* START Data supplied *
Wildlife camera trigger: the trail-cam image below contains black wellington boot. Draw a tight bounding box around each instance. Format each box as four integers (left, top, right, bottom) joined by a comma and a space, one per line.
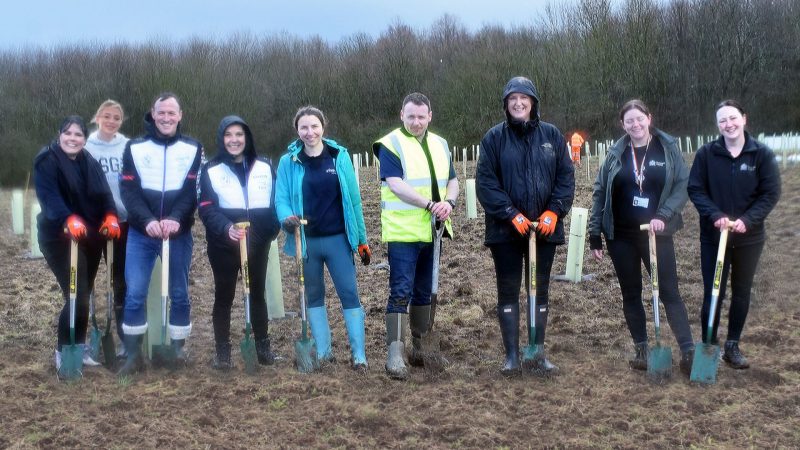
497, 304, 520, 376
117, 334, 144, 377
211, 342, 233, 371
172, 339, 189, 366
628, 341, 648, 370
408, 305, 431, 367
256, 337, 275, 366
722, 341, 750, 369
531, 305, 558, 376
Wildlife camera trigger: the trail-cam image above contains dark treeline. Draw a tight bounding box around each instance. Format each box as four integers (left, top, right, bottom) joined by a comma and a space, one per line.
0, 0, 800, 186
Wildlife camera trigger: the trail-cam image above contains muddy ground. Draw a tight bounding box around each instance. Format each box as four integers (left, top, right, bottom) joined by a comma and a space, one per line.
0, 160, 800, 448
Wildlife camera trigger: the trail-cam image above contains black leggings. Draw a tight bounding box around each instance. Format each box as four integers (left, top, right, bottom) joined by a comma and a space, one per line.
607, 232, 693, 351
700, 242, 764, 342
208, 241, 269, 343
489, 239, 556, 308
39, 238, 106, 351
102, 222, 128, 340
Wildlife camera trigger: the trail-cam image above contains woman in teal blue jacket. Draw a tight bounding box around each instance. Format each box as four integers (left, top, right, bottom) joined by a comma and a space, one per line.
275, 106, 371, 370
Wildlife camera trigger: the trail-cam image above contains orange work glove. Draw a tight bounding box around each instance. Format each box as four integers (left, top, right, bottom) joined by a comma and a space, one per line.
537, 209, 558, 236
64, 214, 86, 241
283, 216, 300, 234
511, 213, 532, 236
358, 244, 372, 266
100, 214, 122, 239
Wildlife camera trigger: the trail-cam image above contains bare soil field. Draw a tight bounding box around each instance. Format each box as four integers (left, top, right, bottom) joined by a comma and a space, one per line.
0, 163, 800, 449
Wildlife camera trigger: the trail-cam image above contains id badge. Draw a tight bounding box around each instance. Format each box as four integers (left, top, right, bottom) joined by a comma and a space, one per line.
633, 195, 650, 208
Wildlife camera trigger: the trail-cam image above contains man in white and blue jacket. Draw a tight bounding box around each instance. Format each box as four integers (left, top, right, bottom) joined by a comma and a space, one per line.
119, 92, 203, 375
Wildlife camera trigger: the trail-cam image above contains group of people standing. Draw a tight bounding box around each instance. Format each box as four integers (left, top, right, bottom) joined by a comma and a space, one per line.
589, 100, 781, 376
34, 77, 780, 379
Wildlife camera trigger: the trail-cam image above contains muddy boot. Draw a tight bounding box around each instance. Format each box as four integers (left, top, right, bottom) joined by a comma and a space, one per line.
497, 304, 520, 376
117, 334, 143, 377
256, 337, 275, 366
211, 342, 233, 371
722, 341, 750, 369
407, 305, 431, 367
386, 313, 408, 380
680, 344, 694, 377
114, 305, 125, 348
529, 305, 558, 376
172, 339, 189, 366
342, 307, 367, 372
306, 306, 336, 363
628, 341, 650, 370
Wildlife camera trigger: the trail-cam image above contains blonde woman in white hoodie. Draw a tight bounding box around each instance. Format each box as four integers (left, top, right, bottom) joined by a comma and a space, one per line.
86, 100, 128, 357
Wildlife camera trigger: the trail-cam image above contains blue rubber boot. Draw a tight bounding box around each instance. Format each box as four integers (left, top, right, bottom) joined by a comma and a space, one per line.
306, 306, 334, 362
342, 306, 367, 371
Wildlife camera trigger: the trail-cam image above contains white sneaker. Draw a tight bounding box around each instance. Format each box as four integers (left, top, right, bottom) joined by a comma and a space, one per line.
83, 344, 100, 366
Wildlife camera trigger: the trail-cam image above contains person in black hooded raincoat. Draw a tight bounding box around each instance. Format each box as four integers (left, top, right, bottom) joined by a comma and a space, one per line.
476, 77, 575, 375
198, 116, 280, 370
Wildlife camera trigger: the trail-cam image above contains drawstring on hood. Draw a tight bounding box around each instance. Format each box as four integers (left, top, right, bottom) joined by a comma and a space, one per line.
503, 77, 539, 132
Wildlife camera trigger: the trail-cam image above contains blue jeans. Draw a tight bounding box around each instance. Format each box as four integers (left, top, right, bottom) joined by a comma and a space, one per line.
122, 228, 193, 339
386, 242, 433, 314
303, 233, 361, 309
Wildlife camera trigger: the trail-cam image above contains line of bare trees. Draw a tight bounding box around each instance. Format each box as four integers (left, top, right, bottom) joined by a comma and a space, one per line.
0, 0, 800, 186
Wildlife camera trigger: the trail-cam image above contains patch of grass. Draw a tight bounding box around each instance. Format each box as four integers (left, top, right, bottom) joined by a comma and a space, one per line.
269, 397, 288, 411
117, 375, 133, 389
24, 430, 52, 444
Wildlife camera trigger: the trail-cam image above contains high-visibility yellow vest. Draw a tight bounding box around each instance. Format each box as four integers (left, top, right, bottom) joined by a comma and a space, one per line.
376, 128, 453, 242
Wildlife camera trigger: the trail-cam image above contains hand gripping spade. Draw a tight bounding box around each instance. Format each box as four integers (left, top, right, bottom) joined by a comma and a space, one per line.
689, 226, 730, 384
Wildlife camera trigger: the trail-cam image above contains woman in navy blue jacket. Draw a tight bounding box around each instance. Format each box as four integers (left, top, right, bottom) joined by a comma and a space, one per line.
275, 106, 371, 371
688, 100, 781, 369
198, 116, 279, 370
476, 77, 575, 375
33, 116, 120, 370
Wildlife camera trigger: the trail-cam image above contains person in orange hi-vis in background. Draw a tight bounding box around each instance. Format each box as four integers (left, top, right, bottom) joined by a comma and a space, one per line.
569, 131, 586, 166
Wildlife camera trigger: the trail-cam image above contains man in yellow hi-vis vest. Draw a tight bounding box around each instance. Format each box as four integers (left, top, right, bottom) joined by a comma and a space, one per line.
372, 92, 458, 380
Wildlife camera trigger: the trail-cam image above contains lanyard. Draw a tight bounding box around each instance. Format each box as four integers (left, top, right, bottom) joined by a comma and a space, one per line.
631, 137, 652, 195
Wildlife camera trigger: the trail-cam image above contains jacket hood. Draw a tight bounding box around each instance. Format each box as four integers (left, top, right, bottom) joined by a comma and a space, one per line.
144, 111, 181, 143
286, 138, 347, 159
217, 116, 256, 163
503, 77, 539, 126
86, 130, 128, 147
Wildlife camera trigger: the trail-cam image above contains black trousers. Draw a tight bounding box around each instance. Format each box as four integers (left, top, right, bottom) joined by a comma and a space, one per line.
700, 242, 764, 341
607, 232, 694, 351
489, 239, 556, 308
39, 238, 106, 351
208, 243, 269, 343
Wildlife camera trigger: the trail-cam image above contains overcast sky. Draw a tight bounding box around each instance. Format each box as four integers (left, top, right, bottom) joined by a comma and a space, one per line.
0, 0, 563, 50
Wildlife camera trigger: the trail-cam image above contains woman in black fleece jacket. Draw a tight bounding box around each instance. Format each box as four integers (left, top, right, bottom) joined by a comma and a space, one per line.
688, 100, 781, 369
33, 116, 120, 370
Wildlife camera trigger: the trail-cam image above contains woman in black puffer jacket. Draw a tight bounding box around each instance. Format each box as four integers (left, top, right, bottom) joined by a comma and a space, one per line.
476, 77, 575, 374
33, 116, 120, 370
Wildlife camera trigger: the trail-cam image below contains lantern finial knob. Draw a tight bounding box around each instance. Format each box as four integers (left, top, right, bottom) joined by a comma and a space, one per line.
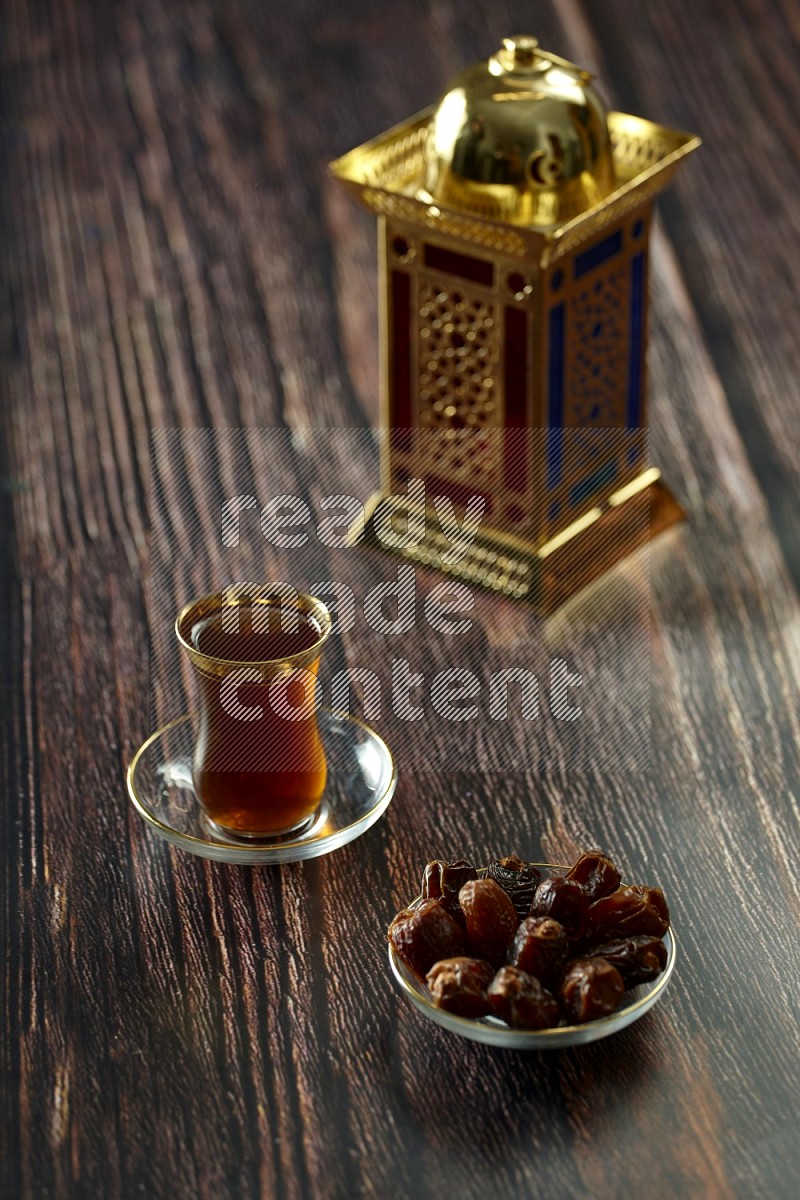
503, 34, 539, 67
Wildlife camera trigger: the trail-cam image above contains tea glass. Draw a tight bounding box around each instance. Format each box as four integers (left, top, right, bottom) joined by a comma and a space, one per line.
175, 584, 331, 841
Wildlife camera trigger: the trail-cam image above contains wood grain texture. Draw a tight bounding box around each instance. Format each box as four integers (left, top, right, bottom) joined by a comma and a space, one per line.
0, 0, 800, 1200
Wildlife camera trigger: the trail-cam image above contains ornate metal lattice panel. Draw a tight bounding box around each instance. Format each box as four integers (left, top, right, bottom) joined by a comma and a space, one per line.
417, 277, 501, 488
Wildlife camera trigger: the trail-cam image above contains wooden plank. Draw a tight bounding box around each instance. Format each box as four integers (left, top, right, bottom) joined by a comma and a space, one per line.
0, 0, 800, 1200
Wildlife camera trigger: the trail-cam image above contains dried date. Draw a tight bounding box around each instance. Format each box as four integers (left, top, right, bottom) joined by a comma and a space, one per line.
486, 854, 542, 919
588, 883, 669, 944
560, 959, 625, 1025
565, 850, 621, 900
511, 917, 570, 988
389, 900, 467, 979
427, 958, 494, 1016
530, 875, 591, 938
458, 880, 519, 967
422, 858, 477, 917
587, 935, 667, 988
487, 966, 561, 1030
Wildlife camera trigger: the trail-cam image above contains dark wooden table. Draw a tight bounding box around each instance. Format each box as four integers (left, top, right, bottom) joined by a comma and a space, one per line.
0, 0, 800, 1200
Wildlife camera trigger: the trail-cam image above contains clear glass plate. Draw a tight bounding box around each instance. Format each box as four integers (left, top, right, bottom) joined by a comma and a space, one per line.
389, 863, 675, 1050
127, 709, 397, 865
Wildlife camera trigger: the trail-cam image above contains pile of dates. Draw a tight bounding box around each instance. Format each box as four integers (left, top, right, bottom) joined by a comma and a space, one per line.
389, 851, 669, 1030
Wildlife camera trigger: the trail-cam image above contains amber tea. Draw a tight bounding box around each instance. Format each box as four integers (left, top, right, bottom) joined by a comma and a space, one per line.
176, 594, 330, 839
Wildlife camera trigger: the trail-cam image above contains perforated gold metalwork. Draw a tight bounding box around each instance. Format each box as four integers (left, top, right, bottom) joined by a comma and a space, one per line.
417, 278, 500, 490
331, 108, 700, 266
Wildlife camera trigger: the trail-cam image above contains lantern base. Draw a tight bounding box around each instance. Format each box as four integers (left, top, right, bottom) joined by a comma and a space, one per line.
348, 468, 685, 616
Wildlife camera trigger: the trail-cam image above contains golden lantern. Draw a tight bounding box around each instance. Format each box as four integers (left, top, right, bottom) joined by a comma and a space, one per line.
331, 37, 699, 613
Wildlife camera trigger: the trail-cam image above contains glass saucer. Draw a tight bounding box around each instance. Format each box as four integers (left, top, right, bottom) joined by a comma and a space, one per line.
127, 709, 397, 865
389, 863, 675, 1050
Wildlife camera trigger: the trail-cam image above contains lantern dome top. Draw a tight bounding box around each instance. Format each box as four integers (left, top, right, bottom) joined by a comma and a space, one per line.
420, 36, 616, 228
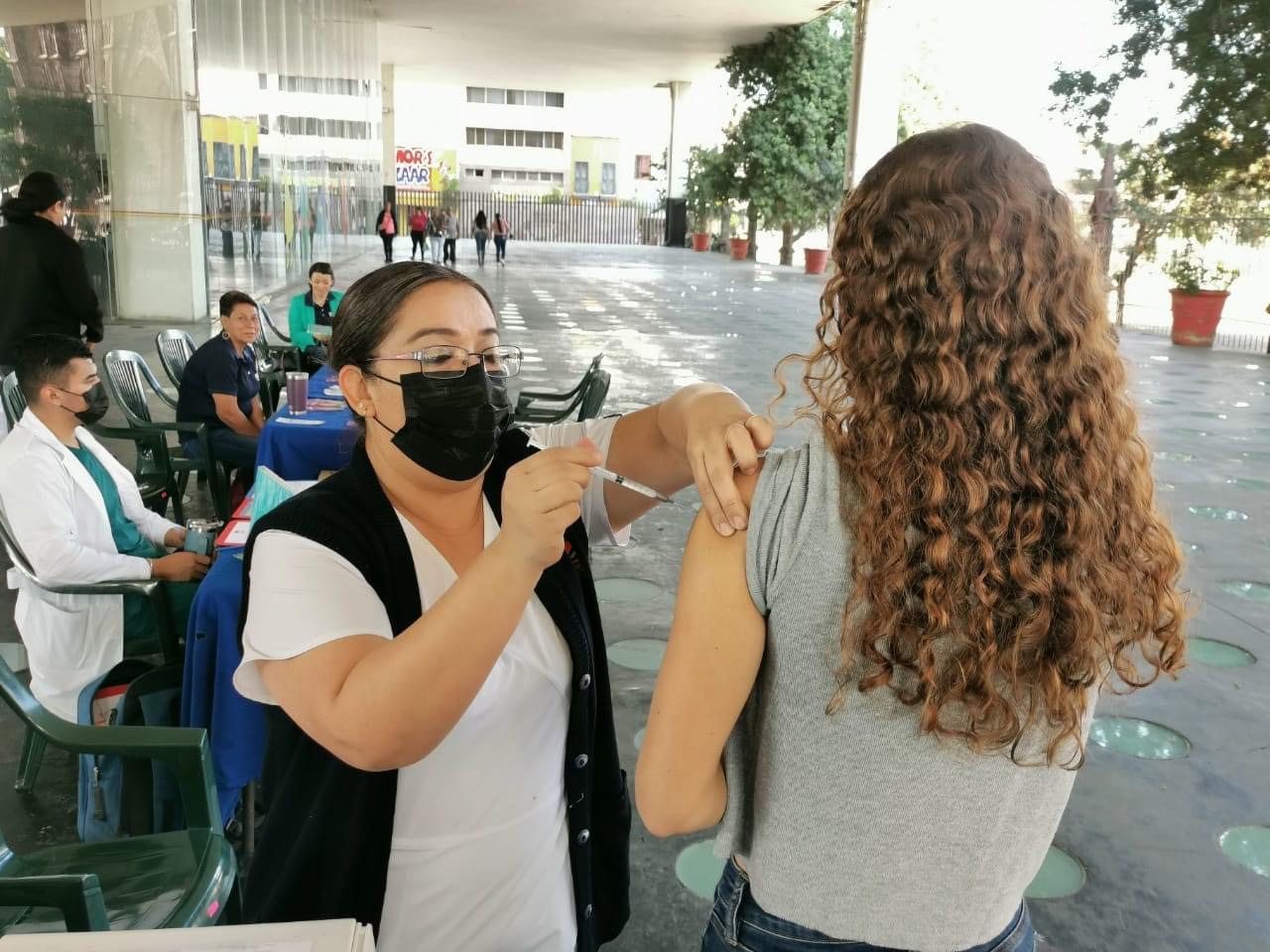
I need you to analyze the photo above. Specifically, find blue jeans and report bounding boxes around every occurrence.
[185,426,257,473]
[701,860,1036,952]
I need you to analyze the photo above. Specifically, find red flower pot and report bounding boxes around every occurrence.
[803,248,829,274]
[1169,289,1230,346]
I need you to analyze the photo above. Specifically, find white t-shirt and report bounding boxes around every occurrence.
[234,417,629,952]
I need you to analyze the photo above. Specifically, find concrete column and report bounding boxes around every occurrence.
[380,62,398,187]
[664,80,693,198]
[87,0,208,323]
[843,0,906,187]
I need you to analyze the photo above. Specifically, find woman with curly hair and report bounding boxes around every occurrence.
[636,126,1185,952]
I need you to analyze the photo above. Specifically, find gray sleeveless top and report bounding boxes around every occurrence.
[715,434,1092,952]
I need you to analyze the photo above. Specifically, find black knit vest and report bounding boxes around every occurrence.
[239,431,631,952]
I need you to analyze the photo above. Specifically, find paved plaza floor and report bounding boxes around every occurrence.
[0,242,1270,952]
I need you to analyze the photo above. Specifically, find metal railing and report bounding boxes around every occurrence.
[396,189,663,245]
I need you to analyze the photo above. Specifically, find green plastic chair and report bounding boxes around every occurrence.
[105,350,228,522]
[0,658,241,935]
[0,507,186,793]
[513,353,608,424]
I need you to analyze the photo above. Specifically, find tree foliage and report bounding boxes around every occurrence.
[1051,0,1270,193]
[1077,142,1270,323]
[718,4,853,264]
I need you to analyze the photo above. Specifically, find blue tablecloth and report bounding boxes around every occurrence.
[255,367,361,480]
[181,547,262,822]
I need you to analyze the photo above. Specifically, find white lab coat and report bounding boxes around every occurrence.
[0,412,177,721]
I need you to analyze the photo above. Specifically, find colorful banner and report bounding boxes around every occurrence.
[396,146,458,191]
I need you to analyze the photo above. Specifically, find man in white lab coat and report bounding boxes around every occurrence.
[0,335,209,721]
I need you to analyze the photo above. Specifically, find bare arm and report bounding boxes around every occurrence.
[635,476,767,837]
[212,394,264,436]
[604,384,774,535]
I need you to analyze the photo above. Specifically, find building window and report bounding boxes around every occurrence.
[467,126,564,150]
[467,86,564,109]
[212,142,234,178]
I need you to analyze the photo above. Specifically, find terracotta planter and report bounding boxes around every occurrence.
[1169,289,1230,346]
[803,248,829,274]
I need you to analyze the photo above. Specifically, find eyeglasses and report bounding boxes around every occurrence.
[371,345,523,380]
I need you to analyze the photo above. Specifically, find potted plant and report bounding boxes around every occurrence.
[684,146,722,251]
[1165,242,1239,346]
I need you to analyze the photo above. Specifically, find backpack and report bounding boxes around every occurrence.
[76,657,186,843]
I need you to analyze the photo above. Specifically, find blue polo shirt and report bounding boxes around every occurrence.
[177,335,260,429]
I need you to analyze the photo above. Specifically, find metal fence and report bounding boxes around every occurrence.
[1119,323,1270,354]
[395,189,664,245]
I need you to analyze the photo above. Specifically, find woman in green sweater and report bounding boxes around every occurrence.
[287,262,344,369]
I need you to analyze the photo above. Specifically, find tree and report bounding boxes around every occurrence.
[684,146,736,238]
[1077,142,1270,325]
[718,5,853,264]
[0,47,101,202]
[1051,0,1270,193]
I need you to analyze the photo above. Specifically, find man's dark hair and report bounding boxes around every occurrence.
[221,291,257,317]
[14,334,92,404]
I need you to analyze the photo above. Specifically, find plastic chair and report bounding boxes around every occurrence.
[0,505,186,792]
[155,330,194,391]
[577,371,612,420]
[0,373,175,522]
[105,350,228,521]
[0,660,241,934]
[255,298,305,375]
[514,353,607,424]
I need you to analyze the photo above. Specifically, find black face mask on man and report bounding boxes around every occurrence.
[372,363,512,481]
[59,381,110,426]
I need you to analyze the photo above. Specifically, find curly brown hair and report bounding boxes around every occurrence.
[781,124,1185,767]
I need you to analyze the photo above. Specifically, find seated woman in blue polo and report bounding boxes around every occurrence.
[287,262,344,369]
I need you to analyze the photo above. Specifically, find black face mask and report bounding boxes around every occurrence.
[372,364,512,481]
[59,381,110,426]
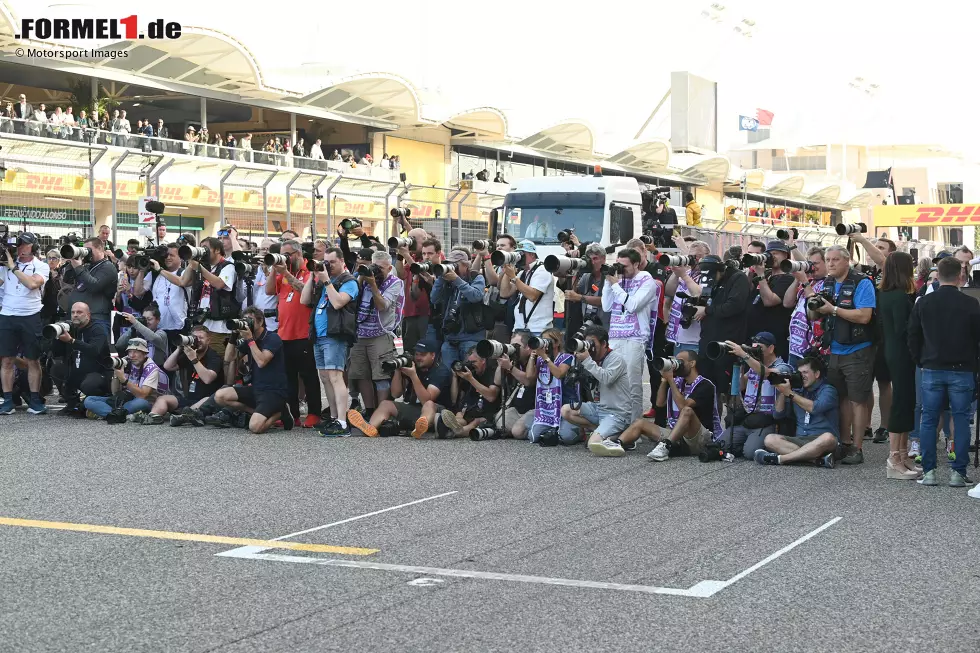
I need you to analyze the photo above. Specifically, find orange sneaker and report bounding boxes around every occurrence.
[347,408,378,438]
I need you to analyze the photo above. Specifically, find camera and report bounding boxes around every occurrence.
[381,354,414,374]
[837,222,868,236]
[225,317,255,331]
[490,249,521,266]
[61,244,92,261]
[544,254,589,277]
[653,356,681,372]
[657,254,698,268]
[779,259,813,274]
[476,340,519,359]
[388,236,416,249]
[41,322,72,340]
[262,254,287,267]
[766,371,803,388]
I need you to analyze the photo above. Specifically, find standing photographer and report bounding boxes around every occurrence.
[602,249,660,423]
[0,232,51,415]
[65,236,119,337]
[431,250,489,367]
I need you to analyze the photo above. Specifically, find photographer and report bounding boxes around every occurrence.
[431,250,490,366]
[51,302,112,417]
[143,324,224,426]
[208,306,293,433]
[602,249,660,423]
[0,232,51,415]
[500,240,555,336]
[815,245,876,465]
[84,338,166,424]
[64,237,119,338]
[301,247,360,437]
[265,240,322,428]
[620,351,722,462]
[436,348,500,438]
[348,252,405,410]
[723,331,793,460]
[746,358,840,468]
[558,326,633,448]
[351,340,452,439]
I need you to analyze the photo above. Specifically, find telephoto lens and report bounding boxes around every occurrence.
[653,357,681,372]
[476,340,517,359]
[41,322,71,340]
[490,249,521,265]
[544,254,587,277]
[837,222,868,236]
[779,259,813,274]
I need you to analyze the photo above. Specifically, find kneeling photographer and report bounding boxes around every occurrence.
[436,347,500,438]
[143,324,224,426]
[50,302,112,417]
[84,338,166,424]
[351,339,452,439]
[429,249,492,366]
[706,331,802,460]
[754,358,840,467]
[214,306,293,433]
[558,326,633,452]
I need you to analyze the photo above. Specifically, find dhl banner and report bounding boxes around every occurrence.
[872,204,980,227]
[3,170,489,220]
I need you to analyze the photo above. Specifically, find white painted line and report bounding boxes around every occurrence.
[216,490,459,558]
[218,517,843,599]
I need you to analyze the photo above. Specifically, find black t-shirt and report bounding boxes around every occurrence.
[402,361,453,406]
[177,347,224,404]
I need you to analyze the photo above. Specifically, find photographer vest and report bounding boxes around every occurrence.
[827,269,875,345]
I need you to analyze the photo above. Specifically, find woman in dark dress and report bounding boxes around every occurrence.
[878,252,922,481]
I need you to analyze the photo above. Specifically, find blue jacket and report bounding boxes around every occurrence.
[773,379,840,440]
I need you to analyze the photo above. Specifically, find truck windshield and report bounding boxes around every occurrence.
[505,206,602,245]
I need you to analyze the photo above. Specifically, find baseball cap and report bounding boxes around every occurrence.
[415,339,439,354]
[126,338,150,354]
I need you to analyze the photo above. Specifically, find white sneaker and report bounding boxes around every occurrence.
[647,441,670,462]
[589,440,626,458]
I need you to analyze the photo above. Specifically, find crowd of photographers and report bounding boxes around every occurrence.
[0,209,980,496]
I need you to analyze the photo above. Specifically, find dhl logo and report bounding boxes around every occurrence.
[899,204,980,225]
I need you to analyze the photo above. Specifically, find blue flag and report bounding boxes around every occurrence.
[738,116,759,132]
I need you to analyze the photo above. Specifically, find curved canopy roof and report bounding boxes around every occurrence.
[606,139,670,172]
[520,121,595,158]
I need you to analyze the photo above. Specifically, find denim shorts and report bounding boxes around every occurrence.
[313,336,350,370]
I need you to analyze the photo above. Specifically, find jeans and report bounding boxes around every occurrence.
[919,370,975,474]
[84,397,153,417]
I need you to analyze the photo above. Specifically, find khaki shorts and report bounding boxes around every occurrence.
[347,333,395,381]
[827,345,875,404]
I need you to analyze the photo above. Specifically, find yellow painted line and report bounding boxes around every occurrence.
[0,517,379,556]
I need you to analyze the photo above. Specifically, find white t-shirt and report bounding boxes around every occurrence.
[514,261,555,333]
[249,265,279,331]
[201,265,238,333]
[0,257,51,316]
[143,270,187,331]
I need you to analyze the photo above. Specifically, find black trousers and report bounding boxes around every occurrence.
[282,338,323,419]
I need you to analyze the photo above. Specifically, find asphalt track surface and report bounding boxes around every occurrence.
* END Data supplied *
Your task -
Reproduce verbatim everything in the material from the line containing "I need you to analyze the photo above. Specifically, find paved" down to the line containing "[396,189,663,245]", including both of those lines.

Problem solution -
I need you to analyze the photo above. Specifically, find paved plaza floor and report bounding boxes around every occurrence.
[0,242,1270,952]
I need you to analyze the photo above. Specifically, find metal railing and report bounding boxes around every occurrence.
[396,189,663,245]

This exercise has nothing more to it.